▸ **Exercise input**:
....

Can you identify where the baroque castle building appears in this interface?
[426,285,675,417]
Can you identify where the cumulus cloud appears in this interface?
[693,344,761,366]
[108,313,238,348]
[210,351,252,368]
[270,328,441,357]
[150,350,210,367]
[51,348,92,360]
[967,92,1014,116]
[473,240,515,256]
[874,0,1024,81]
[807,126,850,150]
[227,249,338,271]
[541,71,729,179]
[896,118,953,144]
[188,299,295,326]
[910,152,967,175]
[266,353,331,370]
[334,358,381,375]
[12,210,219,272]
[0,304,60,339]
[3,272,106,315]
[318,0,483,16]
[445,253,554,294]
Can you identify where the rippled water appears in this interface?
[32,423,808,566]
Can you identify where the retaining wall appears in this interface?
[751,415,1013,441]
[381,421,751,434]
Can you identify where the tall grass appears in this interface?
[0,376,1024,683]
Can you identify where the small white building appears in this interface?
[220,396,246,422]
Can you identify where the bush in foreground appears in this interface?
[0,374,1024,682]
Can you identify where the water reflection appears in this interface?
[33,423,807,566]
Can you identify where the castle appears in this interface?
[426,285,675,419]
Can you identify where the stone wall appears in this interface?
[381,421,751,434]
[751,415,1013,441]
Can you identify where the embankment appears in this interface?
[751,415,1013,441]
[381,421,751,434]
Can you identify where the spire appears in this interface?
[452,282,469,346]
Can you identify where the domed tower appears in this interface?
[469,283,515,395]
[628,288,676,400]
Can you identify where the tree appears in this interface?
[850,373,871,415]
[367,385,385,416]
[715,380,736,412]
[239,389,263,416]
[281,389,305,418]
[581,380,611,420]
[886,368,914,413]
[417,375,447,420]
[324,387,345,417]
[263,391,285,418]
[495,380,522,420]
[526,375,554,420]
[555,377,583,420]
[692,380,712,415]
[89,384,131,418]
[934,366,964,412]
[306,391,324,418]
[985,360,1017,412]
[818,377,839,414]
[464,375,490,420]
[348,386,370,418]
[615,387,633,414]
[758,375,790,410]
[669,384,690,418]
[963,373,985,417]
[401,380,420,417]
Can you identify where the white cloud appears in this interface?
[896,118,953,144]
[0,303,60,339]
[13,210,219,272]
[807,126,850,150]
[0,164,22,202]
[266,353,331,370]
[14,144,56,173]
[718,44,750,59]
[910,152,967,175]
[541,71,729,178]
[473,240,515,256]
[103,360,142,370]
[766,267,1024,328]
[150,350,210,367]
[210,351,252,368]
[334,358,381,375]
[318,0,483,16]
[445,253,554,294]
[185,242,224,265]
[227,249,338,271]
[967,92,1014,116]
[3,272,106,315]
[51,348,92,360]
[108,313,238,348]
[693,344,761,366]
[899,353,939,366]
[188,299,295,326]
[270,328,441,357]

....

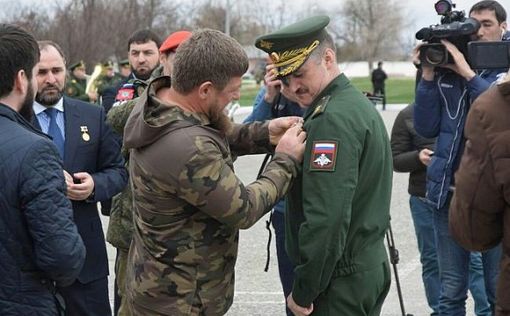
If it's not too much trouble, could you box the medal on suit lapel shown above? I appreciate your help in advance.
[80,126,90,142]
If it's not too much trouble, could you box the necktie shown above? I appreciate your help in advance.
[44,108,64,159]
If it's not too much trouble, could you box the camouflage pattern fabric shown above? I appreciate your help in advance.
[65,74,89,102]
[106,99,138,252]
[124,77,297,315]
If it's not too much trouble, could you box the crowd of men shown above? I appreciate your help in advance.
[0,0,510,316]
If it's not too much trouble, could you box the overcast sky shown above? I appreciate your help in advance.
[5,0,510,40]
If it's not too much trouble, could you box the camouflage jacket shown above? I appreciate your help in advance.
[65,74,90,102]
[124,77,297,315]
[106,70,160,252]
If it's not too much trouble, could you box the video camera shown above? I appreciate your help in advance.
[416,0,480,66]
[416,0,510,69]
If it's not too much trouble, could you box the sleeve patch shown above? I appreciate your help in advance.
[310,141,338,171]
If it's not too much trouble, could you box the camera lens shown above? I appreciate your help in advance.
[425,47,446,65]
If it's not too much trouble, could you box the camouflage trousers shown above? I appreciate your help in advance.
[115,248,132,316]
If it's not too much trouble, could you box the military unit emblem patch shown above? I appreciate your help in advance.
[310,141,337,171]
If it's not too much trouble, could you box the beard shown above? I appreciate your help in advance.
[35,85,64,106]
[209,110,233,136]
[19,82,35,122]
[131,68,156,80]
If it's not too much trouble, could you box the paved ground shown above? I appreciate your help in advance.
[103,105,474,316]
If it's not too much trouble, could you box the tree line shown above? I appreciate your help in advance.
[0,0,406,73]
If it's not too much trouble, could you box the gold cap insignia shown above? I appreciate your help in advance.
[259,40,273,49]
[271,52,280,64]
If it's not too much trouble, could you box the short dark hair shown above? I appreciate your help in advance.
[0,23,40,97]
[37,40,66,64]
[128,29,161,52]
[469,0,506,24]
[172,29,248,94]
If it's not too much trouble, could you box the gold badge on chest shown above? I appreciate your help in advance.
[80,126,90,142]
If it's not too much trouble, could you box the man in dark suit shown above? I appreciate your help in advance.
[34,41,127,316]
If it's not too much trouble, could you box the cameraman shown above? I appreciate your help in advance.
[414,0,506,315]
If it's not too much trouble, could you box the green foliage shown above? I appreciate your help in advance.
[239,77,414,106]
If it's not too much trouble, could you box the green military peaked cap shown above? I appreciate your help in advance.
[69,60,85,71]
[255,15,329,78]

....

▸ **Exercise**: Starting at the line that has "Can you identify where the embankment" and stopping after the line that has "[628,288,676,400]", write those lines out again with "interface" renamed to "view" and nothing else changed.

▸ **Solution**:
Can you identify where the embankment appears in this view?
[751,415,1013,441]
[381,421,751,434]
Can you identify where the spire appears in this view?
[452,282,469,346]
Can you identify where the domed tower appears in this view?
[469,283,515,395]
[628,288,676,400]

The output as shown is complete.